Em seus anos de maior produtividade, escreveu um pouco de ficção. Poemas e prosa. Pouco divulgava, mas me lembro de um que, pouco antes de ele partir, sugeri que retomasse e concluísse. Era um experimento ficcional cuja história era a de Rimbaud no Rio de Janeiro (ele grafava procurando reproduzir uma pronuncia estropiada do francês: algo como “Raimbó no Rio”). O navio ébrio do menino endemoniado teria feito uma parada no Brasil, onde conheceria o bruxo. Eram cartas de Rimbaud sobre o Rio! A ótima ideia e o texto promissor foram deixados de lado, porque precisava publicar os bons trabalhos dos outros, claro. Você acha que vale a pena mexer nisso? Perguntava. As coisas que produzia pouco interessavam, ele era assim.

(EXERCÍCIOS):
[a] Resuma o texto em duas frases.
[b] Traduza para o inglês a seguinte frase do texto: "O navio ébrio do menino endemoniado teria feito uma parada no Brasil, onde conheceria o bruxo."

Dados coletados
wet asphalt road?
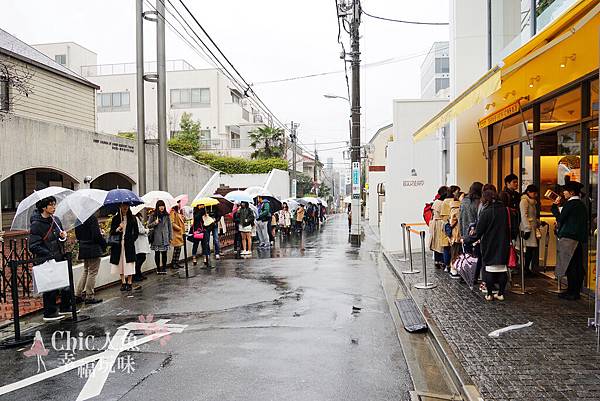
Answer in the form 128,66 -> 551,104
0,216 -> 412,401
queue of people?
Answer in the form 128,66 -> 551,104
28,188 -> 325,321
424,174 -> 588,301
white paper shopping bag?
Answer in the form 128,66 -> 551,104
33,259 -> 69,294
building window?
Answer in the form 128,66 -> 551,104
540,88 -> 581,131
435,78 -> 450,93
435,57 -> 450,74
171,88 -> 210,109
54,54 -> 67,65
231,92 -> 242,104
96,92 -> 130,113
0,77 -> 10,111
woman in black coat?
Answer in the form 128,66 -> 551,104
110,204 -> 139,291
475,189 -> 519,301
189,205 -> 210,266
75,215 -> 106,304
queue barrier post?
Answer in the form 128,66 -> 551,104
402,224 -> 420,274
0,260 -> 33,348
415,231 -> 437,290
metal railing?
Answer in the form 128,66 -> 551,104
401,223 -> 437,290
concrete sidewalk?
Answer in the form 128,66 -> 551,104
386,253 -> 600,401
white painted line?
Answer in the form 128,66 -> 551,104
0,319 -> 187,401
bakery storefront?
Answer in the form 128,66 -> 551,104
478,6 -> 600,289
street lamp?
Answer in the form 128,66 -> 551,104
323,94 -> 350,103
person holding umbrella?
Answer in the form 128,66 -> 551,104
256,196 -> 271,248
109,203 -> 139,291
188,204 -> 210,266
28,196 -> 72,321
148,200 -> 173,274
236,202 -> 254,256
170,204 -> 185,269
75,215 -> 106,305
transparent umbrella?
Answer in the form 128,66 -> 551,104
10,187 -> 73,230
55,189 -> 108,231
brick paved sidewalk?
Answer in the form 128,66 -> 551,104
387,250 -> 600,401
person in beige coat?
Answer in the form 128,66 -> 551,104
169,205 -> 185,269
518,185 -> 541,275
429,186 -> 450,269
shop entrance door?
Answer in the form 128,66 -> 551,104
533,124 -> 582,277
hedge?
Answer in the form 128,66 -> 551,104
194,152 -> 288,174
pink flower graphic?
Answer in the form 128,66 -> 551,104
138,314 -> 171,347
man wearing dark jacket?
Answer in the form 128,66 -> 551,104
29,196 -> 71,321
75,215 -> 106,304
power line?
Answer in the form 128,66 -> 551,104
361,7 -> 450,26
176,0 -> 287,130
252,46 -> 449,86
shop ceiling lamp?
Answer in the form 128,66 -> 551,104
502,89 -> 517,100
560,53 -> 577,68
529,75 -> 540,88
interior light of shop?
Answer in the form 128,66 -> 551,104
560,53 -> 577,68
529,75 -> 540,88
502,90 -> 517,100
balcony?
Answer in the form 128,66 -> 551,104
81,59 -> 195,77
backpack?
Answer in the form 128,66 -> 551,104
423,202 -> 433,225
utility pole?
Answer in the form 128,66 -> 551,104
350,0 -> 361,246
156,0 -> 169,191
286,121 -> 298,198
136,0 -> 146,195
313,139 -> 319,196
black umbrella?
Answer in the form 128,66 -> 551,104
210,194 -> 233,216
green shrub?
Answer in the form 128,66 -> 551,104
194,152 -> 288,174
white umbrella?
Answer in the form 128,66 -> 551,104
10,187 -> 73,230
281,198 -> 300,211
244,187 -> 273,199
55,189 -> 108,231
131,191 -> 177,214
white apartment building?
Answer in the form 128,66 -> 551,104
30,42 -> 272,157
421,42 -> 450,99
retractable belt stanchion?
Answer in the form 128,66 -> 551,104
0,260 -> 33,348
510,233 -> 535,295
400,223 -> 406,262
409,231 -> 437,290
402,224 -> 420,274
179,233 -> 196,278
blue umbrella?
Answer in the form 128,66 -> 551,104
104,189 -> 144,206
225,191 -> 254,203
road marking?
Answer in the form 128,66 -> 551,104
0,319 -> 187,401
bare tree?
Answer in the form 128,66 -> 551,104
0,59 -> 34,122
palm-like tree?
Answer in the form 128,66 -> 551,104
250,126 -> 285,159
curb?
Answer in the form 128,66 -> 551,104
383,250 -> 483,401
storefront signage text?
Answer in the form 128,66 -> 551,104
94,139 -> 135,153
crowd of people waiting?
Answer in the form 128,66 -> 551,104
424,174 -> 588,301
28,192 -> 326,321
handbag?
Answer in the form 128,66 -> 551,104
33,259 -> 69,294
202,214 -> 215,227
106,234 -> 121,246
506,208 -> 518,269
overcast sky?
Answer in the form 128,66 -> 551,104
0,0 -> 449,166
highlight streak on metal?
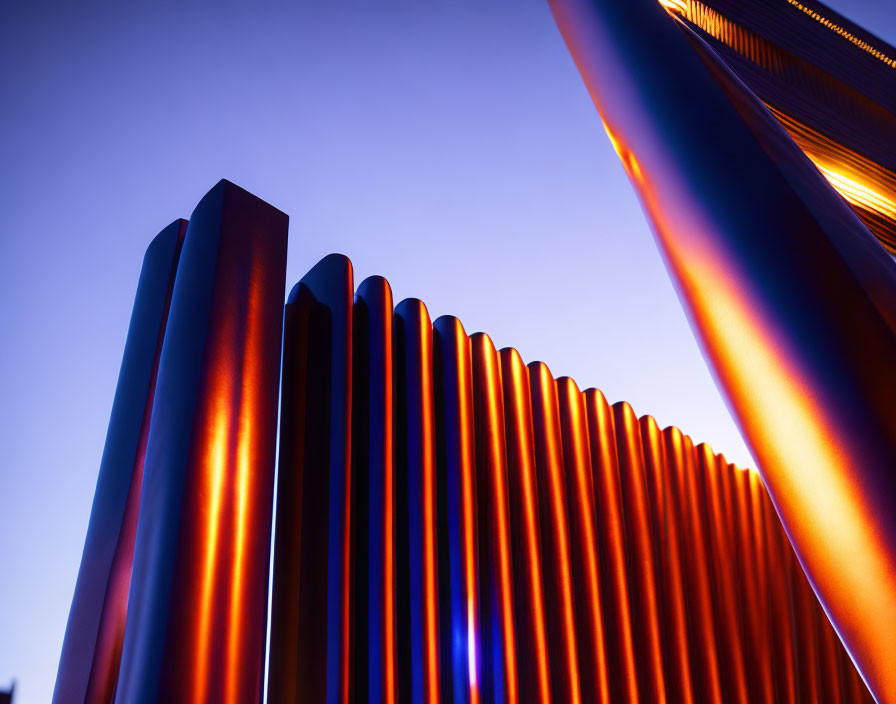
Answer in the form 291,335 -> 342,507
53,220 -> 187,704
640,416 -> 695,704
352,276 -> 397,704
529,362 -> 582,704
268,255 -> 353,702
585,389 -> 640,702
115,181 -> 287,704
57,216 -> 870,704
470,333 -> 520,704
613,403 -> 666,702
551,0 -> 896,701
500,348 -> 553,703
394,299 -> 442,704
557,377 -> 612,704
271,257 -> 867,704
433,316 -> 482,704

(RESPOSTAS):
[a] O texto relata que, em seus anos mais produtivos, ele escreveu um pouco de ficção e pouco a divulgava, incluindo um experimento ficcional com cartas de Rimbaud sobre o Rio de Janeiro, onde o poeta teria feito uma parada e conhecido o bruxo. A ideia e o texto foram deixados de lado porque ele precisava publicar os bons trabalhos dos outros, e as coisas que ele próprio produzia pouco lhe interessavam.

[b] The drunken boat of the possessed boy would have made a stop in Brazil, where he would meet the sorcerer.